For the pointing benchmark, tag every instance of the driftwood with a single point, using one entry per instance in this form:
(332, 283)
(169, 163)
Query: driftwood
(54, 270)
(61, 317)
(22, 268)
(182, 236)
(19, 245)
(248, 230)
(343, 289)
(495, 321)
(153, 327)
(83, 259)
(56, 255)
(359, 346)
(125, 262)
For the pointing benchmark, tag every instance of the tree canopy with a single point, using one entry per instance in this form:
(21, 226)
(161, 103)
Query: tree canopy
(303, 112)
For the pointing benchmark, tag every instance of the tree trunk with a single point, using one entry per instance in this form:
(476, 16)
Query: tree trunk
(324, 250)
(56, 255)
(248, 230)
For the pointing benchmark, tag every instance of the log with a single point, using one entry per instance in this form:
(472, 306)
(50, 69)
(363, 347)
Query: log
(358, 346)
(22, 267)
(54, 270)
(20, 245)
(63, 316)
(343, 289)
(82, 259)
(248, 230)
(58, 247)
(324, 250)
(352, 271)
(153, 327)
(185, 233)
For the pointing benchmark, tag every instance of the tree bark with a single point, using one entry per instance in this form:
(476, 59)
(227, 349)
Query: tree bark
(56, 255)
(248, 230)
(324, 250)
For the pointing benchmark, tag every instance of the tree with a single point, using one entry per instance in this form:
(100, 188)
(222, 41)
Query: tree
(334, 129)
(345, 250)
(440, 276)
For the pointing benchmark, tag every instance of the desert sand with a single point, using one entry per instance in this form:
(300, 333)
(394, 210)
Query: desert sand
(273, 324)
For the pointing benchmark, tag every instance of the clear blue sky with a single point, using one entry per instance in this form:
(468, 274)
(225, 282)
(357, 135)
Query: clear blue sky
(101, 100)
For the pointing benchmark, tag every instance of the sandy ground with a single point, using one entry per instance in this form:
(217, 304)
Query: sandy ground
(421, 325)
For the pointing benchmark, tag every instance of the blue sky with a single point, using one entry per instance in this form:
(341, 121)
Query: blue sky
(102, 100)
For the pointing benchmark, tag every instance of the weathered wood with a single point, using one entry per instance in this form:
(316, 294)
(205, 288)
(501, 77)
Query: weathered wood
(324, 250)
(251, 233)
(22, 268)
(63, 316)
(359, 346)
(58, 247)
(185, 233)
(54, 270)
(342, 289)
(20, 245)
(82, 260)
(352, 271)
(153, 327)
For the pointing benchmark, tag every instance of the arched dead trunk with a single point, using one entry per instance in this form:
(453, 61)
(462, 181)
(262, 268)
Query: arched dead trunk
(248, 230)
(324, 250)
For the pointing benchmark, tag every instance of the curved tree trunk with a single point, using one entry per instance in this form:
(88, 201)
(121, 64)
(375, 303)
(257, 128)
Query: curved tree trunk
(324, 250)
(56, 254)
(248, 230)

◆ EXERCISE DETAILS: Rewrite the entire listing above, changing every occurrence of "pointing benchmark" to "pointing evaluation" and keeping everything else the same.

◆ CORRECT RESPONSE:
For the pointing evaluation, tag every instance of the driftwood with a single point, using one entry per instance in this form:
(332, 283)
(169, 163)
Query: driftwood
(54, 270)
(61, 317)
(22, 268)
(182, 236)
(19, 245)
(248, 230)
(343, 289)
(495, 321)
(153, 327)
(83, 259)
(56, 255)
(359, 346)
(125, 262)
For the pointing evaluation, tag every instance of the tree canopy with a single point, using one entry per instance in this form:
(21, 226)
(161, 103)
Query: tree canopy
(303, 112)
For the pointing evaluation, tag every instance of the tree trunk with a single point, using one entry per instance in this form:
(476, 16)
Query: tree trunk
(324, 250)
(56, 255)
(248, 230)
For the pointing evaluation, tag every instance of the log with a single point, using one entry per instance in this form:
(472, 306)
(50, 69)
(363, 347)
Query: log
(358, 346)
(22, 267)
(54, 270)
(20, 245)
(63, 316)
(343, 289)
(82, 259)
(248, 230)
(58, 247)
(324, 250)
(352, 271)
(153, 327)
(185, 233)
For the pointing evaluation, tag every instance of the tree bark with a single point, using one entry per instance in this form:
(476, 59)
(227, 349)
Query: tree bark
(56, 255)
(248, 230)
(324, 250)
For the pointing evaluation, tag every instance of the tree with a single point, using one entry per instance in this form:
(100, 188)
(222, 41)
Query: tree
(334, 129)
(345, 250)
(440, 276)
For the pointing evaluation, tag every instance of the desert sand with a single point, using one entry per instance in this form:
(300, 333)
(394, 210)
Query: desert sand
(273, 324)
For the pointing evaluation, tag every instance of the clear blue sky with a single point, using one entry per instance in this form:
(468, 274)
(225, 282)
(357, 135)
Query: clear blue sky
(101, 100)
For the pointing evaluation, tag every instance of the sandy ground with a single point, using one entry per instance in this form:
(217, 304)
Query: sandy ground
(421, 325)
For the pointing evaluation, tag every instance of the blue sky with a single point, using one entry per instance in this form:
(341, 121)
Query: blue sky
(102, 100)
For the pointing evaluation, tag every instance of the weathered wood with a single point, using one entry per instance in this form:
(316, 294)
(205, 288)
(501, 77)
Query: weathered wood
(324, 250)
(251, 233)
(22, 268)
(63, 316)
(359, 346)
(58, 247)
(185, 233)
(54, 270)
(342, 289)
(20, 245)
(82, 260)
(352, 271)
(153, 327)
For the pointing evaluation, tag every instance of the arched dead trunk with a single point, using one entry per instance in this form:
(453, 61)
(462, 181)
(262, 268)
Query: arched dead trunk
(248, 230)
(324, 250)
For the pointing evaluation, tag every instance of the curved tree trunk with a single point, using one entry per instance in this form:
(88, 201)
(121, 64)
(375, 303)
(257, 128)
Query: curved tree trunk
(324, 250)
(56, 254)
(248, 230)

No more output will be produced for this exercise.